# PROBLEM STATEMENT
An identical copy of every entry below is the required output.

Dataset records
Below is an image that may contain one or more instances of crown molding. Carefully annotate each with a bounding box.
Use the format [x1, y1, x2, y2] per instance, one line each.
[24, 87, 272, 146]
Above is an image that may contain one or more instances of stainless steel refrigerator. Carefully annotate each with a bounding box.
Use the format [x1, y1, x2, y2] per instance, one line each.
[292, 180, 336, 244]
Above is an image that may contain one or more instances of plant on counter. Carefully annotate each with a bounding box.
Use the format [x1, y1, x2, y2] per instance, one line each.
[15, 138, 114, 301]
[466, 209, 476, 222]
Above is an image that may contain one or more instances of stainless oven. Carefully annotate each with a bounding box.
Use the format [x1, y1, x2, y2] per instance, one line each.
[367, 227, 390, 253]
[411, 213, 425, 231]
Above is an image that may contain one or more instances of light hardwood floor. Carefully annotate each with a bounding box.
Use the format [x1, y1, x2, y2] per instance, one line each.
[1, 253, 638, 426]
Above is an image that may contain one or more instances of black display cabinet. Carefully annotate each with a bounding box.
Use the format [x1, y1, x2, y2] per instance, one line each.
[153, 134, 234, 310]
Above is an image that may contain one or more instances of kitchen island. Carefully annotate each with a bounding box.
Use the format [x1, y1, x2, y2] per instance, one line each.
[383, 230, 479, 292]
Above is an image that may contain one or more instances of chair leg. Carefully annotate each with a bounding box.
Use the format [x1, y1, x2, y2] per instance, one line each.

# RESULT FOR THIS EXERCISE
Below is an image that may contain one or more instances of crown molding. Carefully annotate each with a bounding box.
Use the format [x1, y1, x2, y2] per instance, one line each.
[24, 87, 272, 146]
Above is an image that may contain one or more instances of stainless steel refrigerator. Carefully annotate each with a bounding box.
Use the format [x1, y1, x2, y2] per instance, one line each.
[292, 180, 336, 244]
Above is an image that may contain one or more instances of plant on counter. Carefully annotate each with a bounding box.
Use the format [x1, y1, x2, y2] per instance, one line each.
[15, 138, 114, 301]
[466, 209, 476, 222]
Above is an image that may contain one or more instances of stainless oven. Carefully annotate each with a bounding box.
Use the format [x1, y1, x2, y2] per instance, one line each.
[367, 227, 390, 253]
[411, 213, 425, 231]
Above is an image that may contain one or more instances of light hardwood floor. Carefully annotate each with a bounding box.
Use the format [x1, y1, x2, y2] per instance, one line each.
[1, 253, 638, 426]
Above is an image that may contain one or more instances of black display cabinet. Carefully annotate each with a bounding box.
Use the format [x1, y1, x2, y2] per instance, one line each.
[153, 134, 234, 310]
Above is an image that may contain one or more instances of kitchen island. Carefully annotate each with a bounding box.
Use the format [x1, y1, x2, y2] per instance, one line each.
[383, 230, 479, 292]
Above is an image that may contain one or more instances of chair leg. Carefully annotate each with a bounding box.
Use the format [x1, y1, x2, y2] per instance, one line each.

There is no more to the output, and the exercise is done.